→ Stored rows:

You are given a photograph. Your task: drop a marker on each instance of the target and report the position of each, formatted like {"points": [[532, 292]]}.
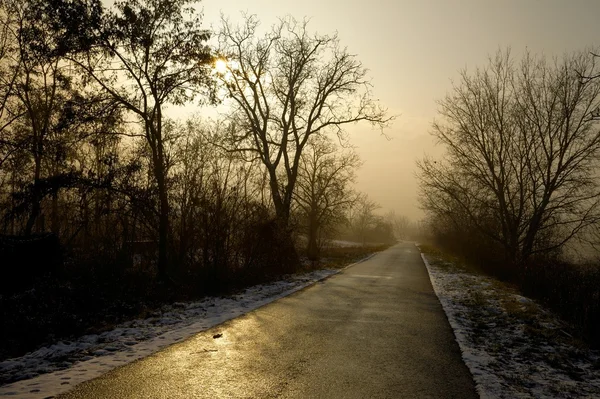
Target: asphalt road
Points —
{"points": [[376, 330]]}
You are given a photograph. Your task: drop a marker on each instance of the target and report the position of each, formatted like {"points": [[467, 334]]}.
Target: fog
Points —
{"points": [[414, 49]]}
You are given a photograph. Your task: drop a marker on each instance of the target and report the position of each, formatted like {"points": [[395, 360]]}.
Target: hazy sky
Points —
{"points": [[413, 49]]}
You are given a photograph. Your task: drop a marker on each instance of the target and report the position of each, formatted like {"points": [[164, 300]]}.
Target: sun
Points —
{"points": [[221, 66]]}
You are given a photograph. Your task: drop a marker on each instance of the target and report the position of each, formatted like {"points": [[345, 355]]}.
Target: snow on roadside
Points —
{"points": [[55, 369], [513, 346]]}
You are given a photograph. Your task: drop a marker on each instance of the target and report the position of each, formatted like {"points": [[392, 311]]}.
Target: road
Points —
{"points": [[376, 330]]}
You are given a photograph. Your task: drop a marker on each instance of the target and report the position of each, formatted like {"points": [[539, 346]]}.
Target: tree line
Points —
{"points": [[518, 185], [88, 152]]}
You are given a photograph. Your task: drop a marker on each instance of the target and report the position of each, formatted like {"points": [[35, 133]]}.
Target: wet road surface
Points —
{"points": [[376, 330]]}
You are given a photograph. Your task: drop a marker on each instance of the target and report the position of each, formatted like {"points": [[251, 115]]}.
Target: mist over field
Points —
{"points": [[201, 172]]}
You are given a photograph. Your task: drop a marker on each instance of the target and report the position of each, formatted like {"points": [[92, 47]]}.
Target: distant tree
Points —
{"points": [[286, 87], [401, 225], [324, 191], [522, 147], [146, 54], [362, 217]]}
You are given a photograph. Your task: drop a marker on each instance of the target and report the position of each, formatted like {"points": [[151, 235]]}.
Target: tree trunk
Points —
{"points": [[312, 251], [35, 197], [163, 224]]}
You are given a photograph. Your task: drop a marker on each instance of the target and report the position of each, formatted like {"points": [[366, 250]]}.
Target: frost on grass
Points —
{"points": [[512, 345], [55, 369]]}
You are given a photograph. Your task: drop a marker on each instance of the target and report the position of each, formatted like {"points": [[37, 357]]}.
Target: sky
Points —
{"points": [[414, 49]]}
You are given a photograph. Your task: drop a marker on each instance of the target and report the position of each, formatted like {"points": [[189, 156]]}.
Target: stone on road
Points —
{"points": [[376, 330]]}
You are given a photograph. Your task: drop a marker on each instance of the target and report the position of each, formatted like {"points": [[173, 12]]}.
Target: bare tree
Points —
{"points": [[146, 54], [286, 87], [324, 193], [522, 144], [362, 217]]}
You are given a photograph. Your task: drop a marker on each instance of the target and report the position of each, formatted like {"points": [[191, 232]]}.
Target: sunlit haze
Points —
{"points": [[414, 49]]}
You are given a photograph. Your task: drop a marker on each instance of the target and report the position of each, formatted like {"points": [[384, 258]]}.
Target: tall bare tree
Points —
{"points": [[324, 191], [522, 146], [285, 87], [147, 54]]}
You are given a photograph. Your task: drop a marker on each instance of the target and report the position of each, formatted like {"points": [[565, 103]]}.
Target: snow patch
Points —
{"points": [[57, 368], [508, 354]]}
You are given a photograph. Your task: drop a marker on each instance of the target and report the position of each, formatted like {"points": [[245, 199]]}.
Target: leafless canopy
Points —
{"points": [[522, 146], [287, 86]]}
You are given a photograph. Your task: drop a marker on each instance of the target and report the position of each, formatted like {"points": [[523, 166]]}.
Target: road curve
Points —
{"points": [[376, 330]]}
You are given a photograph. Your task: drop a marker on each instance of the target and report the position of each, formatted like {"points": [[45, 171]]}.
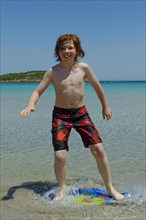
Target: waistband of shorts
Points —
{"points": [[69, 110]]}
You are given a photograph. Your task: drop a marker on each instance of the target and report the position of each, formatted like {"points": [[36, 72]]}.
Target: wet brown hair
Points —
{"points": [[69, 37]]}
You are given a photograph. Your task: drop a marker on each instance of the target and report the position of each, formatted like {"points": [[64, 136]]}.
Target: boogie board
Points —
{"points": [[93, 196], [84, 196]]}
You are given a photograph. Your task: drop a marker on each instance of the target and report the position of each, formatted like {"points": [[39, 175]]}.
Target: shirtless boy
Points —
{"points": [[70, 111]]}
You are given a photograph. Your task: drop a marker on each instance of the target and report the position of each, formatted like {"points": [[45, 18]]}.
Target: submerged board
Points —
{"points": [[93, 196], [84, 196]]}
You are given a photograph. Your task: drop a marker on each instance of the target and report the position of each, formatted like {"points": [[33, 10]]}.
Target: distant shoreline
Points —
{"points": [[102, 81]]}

→ Given exercise: All records must be output exactly as they are, except for the pictures, which are left out.

→ Response to this exercise:
You are given a photograph. Your task: drop a marker on each instance of the target and report the position of each, formatted like {"points": [[532, 292]]}.
Target: asphalt road
Points —
{"points": [[376, 330]]}
You are given a photograph. Your task: drop a marker on each instance of the target and report the position of each, formatted like {"points": [[467, 334]]}.
Target: fog
Points —
{"points": [[414, 49]]}
You are given a photograph. Your task: drop a marker on each instance of the target and report the position of each, formatted like {"points": [[395, 360]]}.
Target: hazy sky
Points —
{"points": [[413, 49]]}
You are given a photograph. Your task: drop a marker on each instance of the target and report the position of each, formatted like {"points": [[164, 300]]}.
Target: sun
Points —
{"points": [[221, 66]]}
You are given a photograph. Your task: drop a marker on each instance of the target and report the position of each, formatted like {"points": [[345, 355]]}.
Target: snow on roadside
Points —
{"points": [[55, 369], [513, 346]]}
You are given a photograph. Your task: drop a marker on each instance of the target and report the position of each, formatted like {"points": [[392, 311]]}.
Target: road
Points —
{"points": [[376, 330]]}
You are given a photograph. Your task: drop a marker on each instance of the target and report the position of each, formatted like {"points": [[539, 346]]}.
Target: tree line
Points —
{"points": [[518, 185], [88, 152]]}
You are given a photograph. Your task: drop a marker on each instance of the target and report the position of each, formatted like {"points": [[35, 133]]}.
Target: wet road surface
Points —
{"points": [[376, 330]]}
You are given a photograph. Your task: drop a marker on each instance of the target and report the position of each, formatted like {"points": [[251, 115]]}.
Target: mist over field
Points —
{"points": [[201, 172]]}
You are given a photograph. Your task: drop a marker on each instance of the target and report the position of each, formatted like {"points": [[92, 47]]}.
Target: distant tree
Points —
{"points": [[286, 87], [401, 225], [324, 191], [522, 147], [146, 54], [362, 217]]}
You are given a photograph. Your task: drop a marker on each instance of the target and report the position of each, formatted like {"points": [[151, 235]]}.
Target: tree trunk
Points —
{"points": [[312, 251], [35, 197], [163, 224]]}
You are given a photograph. Your task: drop a marker on each instance of the target and report the position of each, formatted like {"points": [[366, 250]]}.
Target: frost on grass
Points —
{"points": [[512, 345], [55, 369]]}
You are given a photograph. Your task: drop a marker on each instance of the target and report the position of each, formatted like {"points": [[37, 357]]}.
Target: sky
Points —
{"points": [[414, 49]]}
You are given a photograph. Your task: drop a marker on each instance of the target and report the position of each, formatted like {"points": [[189, 156]]}.
Target: stone on road
Points —
{"points": [[376, 330]]}
You are given a photograph. Your task: drop a marker on each instance of the target and report the position of each, formatted like {"points": [[173, 12]]}.
Target: bare tree
Points —
{"points": [[146, 54], [286, 87], [324, 193], [522, 144], [362, 217]]}
You are given a photograph. Your task: drop a marker on each instance of the target and report the position of each, formatted like {"points": [[191, 232]]}.
Target: sunlit haze
Points —
{"points": [[414, 49]]}
You are given a photograph. Your task: drop a marker on each instance of the target and report the position of each, formatted like {"points": [[384, 258]]}.
Target: tall bare tree
Points —
{"points": [[324, 191], [522, 146], [285, 87], [147, 54]]}
You are given a photograph. Your task: drop a marker on each instance of the target and report the position of each, formatted like {"points": [[565, 103]]}.
Target: snow patch
Points —
{"points": [[57, 368], [508, 354]]}
You are given a photograph. Your task: drop a marker on each instance of the target and report the position of each, formatted like {"points": [[245, 199]]}.
Target: leafless canopy
Points —
{"points": [[522, 146], [287, 86]]}
You are given a photograph. Your task: drop a marker on each instance of the target and report the position of each, formatted like {"points": [[523, 166]]}.
Target: road curve
Points —
{"points": [[376, 330]]}
You are given a photograph. Your task: drop a marker on each instance of the target and report the position of each, formatted like {"points": [[45, 171]]}.
Target: waistband of shorts
Points —
{"points": [[69, 110]]}
You are given a photograph. Your task: drop a marker on each instance of the target and report the position of each, formatted like {"points": [[36, 72]]}.
Target: wet brown hair
Points —
{"points": [[69, 37]]}
You are given a photograph. Your task: drop a marker on each instance of the target and report the position of each, formatted like {"points": [[64, 136]]}.
Target: boogie board
Points —
{"points": [[93, 196], [84, 196]]}
You are given a photograph. Your task: drop a marker on each instance of the target and report the position of each, formatted like {"points": [[39, 175]]}.
Target: shirtless boy
Points —
{"points": [[70, 111]]}
You are given a photograph. Your task: drop a marker on each instance of the target and report the position of each, formatted like {"points": [[45, 18]]}.
Target: submerged board
Points —
{"points": [[93, 196], [84, 196]]}
You are given a photograph. Your task: drop a marker on each instance of the target and report the position of each, formatted like {"points": [[33, 10]]}.
Target: distant shoreline
Points —
{"points": [[102, 81]]}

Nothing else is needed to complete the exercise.